[Start TEXT EXCERPT]
Can anyone please let me know why I am getting WA for test case 16 and 17. Help would be appreciated.

https://www.codechef.com/viewsolution/10974501

sir please check my code ,its not working for 3rd subtask (highly redable code)

{ int c=0; for(all x in arr) {

if( x is even)
{
if(x can be made with only 2’s)
{
q=q-(x/2);
c++;
}
else if(x can be made with combination of 1 and 2)
{
remain=x-2*q;
if(remain <=p)
{
q=0;
p=p-remain;
c++;
}
}
}
if(x is odd)
{
int r=(arr[i]-1)/2;

if(arr[i]-1<=2*q && p!=0) // single one used
{
c++;
q=q-r;
p–;
}
else {

   if(arr[i]-(2*q)<=p)//use all q and remaining with use of required p
{
 c++;
q=0;
p=p-(arr[i]-(2*q));

}
} code @ https://www.codechef.com/viewsolution/10980356

Can anyone please let me know why I am getting WA for test case 15, 16 and 17. Help would be appreciated.

https://www.codechef.com/viewsolution/10972060

Thanks Sir,really appreciate it.

Thanks dpraveen for the comment!
[End TEXT EXCERPT]
[Start DATA ROWS]
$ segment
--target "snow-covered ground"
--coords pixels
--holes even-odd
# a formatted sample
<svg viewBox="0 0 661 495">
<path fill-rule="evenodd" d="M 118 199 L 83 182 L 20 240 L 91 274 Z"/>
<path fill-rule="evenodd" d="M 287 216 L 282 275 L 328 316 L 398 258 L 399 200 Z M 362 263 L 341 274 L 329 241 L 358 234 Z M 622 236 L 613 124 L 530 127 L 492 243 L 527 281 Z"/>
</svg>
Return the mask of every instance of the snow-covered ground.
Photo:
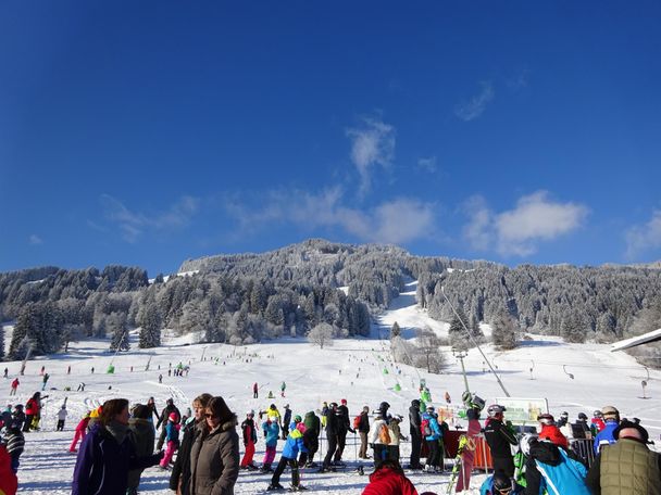
<svg viewBox="0 0 661 495">
<path fill-rule="evenodd" d="M 398 321 L 404 335 L 413 337 L 415 328 L 428 327 L 439 333 L 447 332 L 447 323 L 434 321 L 424 310 L 415 307 L 415 282 L 407 292 L 394 301 L 390 310 L 379 317 L 374 334 L 387 335 L 385 329 Z M 9 330 L 9 329 L 8 329 Z M 572 418 L 578 411 L 591 416 L 591 411 L 604 405 L 615 405 L 623 416 L 638 417 L 649 429 L 652 439 L 661 433 L 661 373 L 650 371 L 648 380 L 644 367 L 622 353 L 611 353 L 609 345 L 564 344 L 559 339 L 533 335 L 534 340 L 511 352 L 495 352 L 490 345 L 484 351 L 497 367 L 504 386 L 514 397 L 547 397 L 550 411 L 559 415 L 568 410 Z M 67 453 L 79 417 L 92 402 L 112 397 L 126 397 L 132 403 L 146 402 L 154 396 L 157 405 L 163 407 L 167 397 L 185 408 L 202 392 L 223 395 L 229 407 L 244 418 L 248 409 L 264 409 L 274 402 L 278 408 L 290 404 L 295 414 L 304 414 L 321 407 L 323 401 L 347 398 L 351 417 L 363 405 L 375 408 L 382 401 L 391 405 L 391 412 L 407 416 L 408 406 L 417 396 L 417 385 L 424 378 L 435 399 L 449 392 L 456 401 L 461 396 L 463 379 L 461 369 L 448 353 L 449 368 L 444 375 L 428 375 L 408 366 L 399 369 L 388 363 L 387 340 L 357 339 L 336 341 L 335 345 L 320 350 L 303 339 L 283 338 L 250 346 L 224 344 L 189 344 L 187 338 L 166 340 L 169 344 L 158 350 L 137 350 L 136 335 L 132 335 L 132 351 L 113 356 L 108 353 L 108 341 L 88 340 L 73 344 L 67 355 L 39 358 L 27 364 L 21 377 L 18 397 L 9 397 L 10 381 L 18 372 L 20 363 L 3 363 L 8 366 L 9 379 L 0 381 L 0 401 L 4 404 L 25 403 L 41 389 L 41 366 L 51 375 L 48 382 L 49 397 L 45 401 L 42 431 L 29 433 L 18 471 L 21 493 L 64 494 L 71 491 L 71 478 L 75 456 Z M 174 344 L 177 345 L 174 345 Z M 204 356 L 204 360 L 202 360 Z M 150 369 L 146 366 L 150 361 Z M 187 377 L 167 376 L 170 364 L 179 361 L 190 365 Z M 114 375 L 107 375 L 110 364 Z M 495 378 L 483 364 L 483 357 L 472 350 L 465 359 L 471 389 L 491 402 L 503 393 Z M 563 370 L 563 365 L 565 366 Z M 66 373 L 71 366 L 71 375 Z M 91 368 L 95 373 L 91 375 Z M 132 371 L 133 367 L 133 371 Z M 159 369 L 160 367 L 160 369 Z M 384 368 L 388 373 L 384 373 Z M 533 368 L 531 372 L 531 368 Z M 401 372 L 400 372 L 401 370 Z M 163 375 L 163 383 L 158 381 Z M 571 373 L 574 378 L 570 378 Z M 640 398 L 640 381 L 648 380 L 647 396 Z M 260 385 L 260 398 L 252 398 L 253 382 Z M 286 397 L 279 397 L 279 385 L 287 384 Z M 75 392 L 85 382 L 85 392 Z M 399 384 L 400 391 L 395 390 Z M 65 392 L 64 388 L 72 392 Z M 275 399 L 266 398 L 269 391 Z M 64 432 L 54 432 L 54 412 L 65 397 L 70 419 Z M 1 403 L 0 403 L 1 404 Z M 408 422 L 403 430 L 408 434 Z M 349 434 L 345 458 L 351 467 L 357 465 L 353 437 Z M 283 442 L 278 447 L 282 447 Z M 258 443 L 255 459 L 261 461 L 263 442 Z M 279 448 L 278 448 L 279 452 Z M 402 457 L 408 457 L 410 445 L 402 445 Z M 319 455 L 317 455 L 319 456 Z M 319 457 L 317 457 L 319 460 Z M 166 494 L 167 475 L 159 469 L 150 469 L 142 475 L 141 493 Z M 366 477 L 346 472 L 317 474 L 303 470 L 303 484 L 324 493 L 360 494 L 367 482 Z M 429 490 L 445 492 L 448 475 L 411 474 L 422 493 Z M 484 475 L 476 477 L 475 486 Z M 236 493 L 263 493 L 270 478 L 264 474 L 241 472 Z M 288 482 L 288 473 L 283 477 Z M 477 493 L 477 491 L 474 491 Z"/>
</svg>

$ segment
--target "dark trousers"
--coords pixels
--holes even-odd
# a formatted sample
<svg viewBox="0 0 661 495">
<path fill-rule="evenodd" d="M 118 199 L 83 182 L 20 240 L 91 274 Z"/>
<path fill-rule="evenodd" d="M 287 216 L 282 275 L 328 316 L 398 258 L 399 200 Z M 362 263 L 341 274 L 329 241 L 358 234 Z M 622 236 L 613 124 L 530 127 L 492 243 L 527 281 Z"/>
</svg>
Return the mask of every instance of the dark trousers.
[End DATA ROWS]
**OBJECTIVES:**
1/ According to the forum thread, which subtask does the "highly redable code" poster's code fail on?
2/ Reproduce the section of the forum thread between "sir please check" and "with only 2’s)", inclusive, without changes.

**OUTPUTS FOR THE TASKS:**
1/ The 3rd subtask.

2/
sir please check my code ,its not working for 3rd subtask (highly redable code)

{ int c=0; for(all x in arr) {

if( x is even)
{
if(x can be made with only 2’s)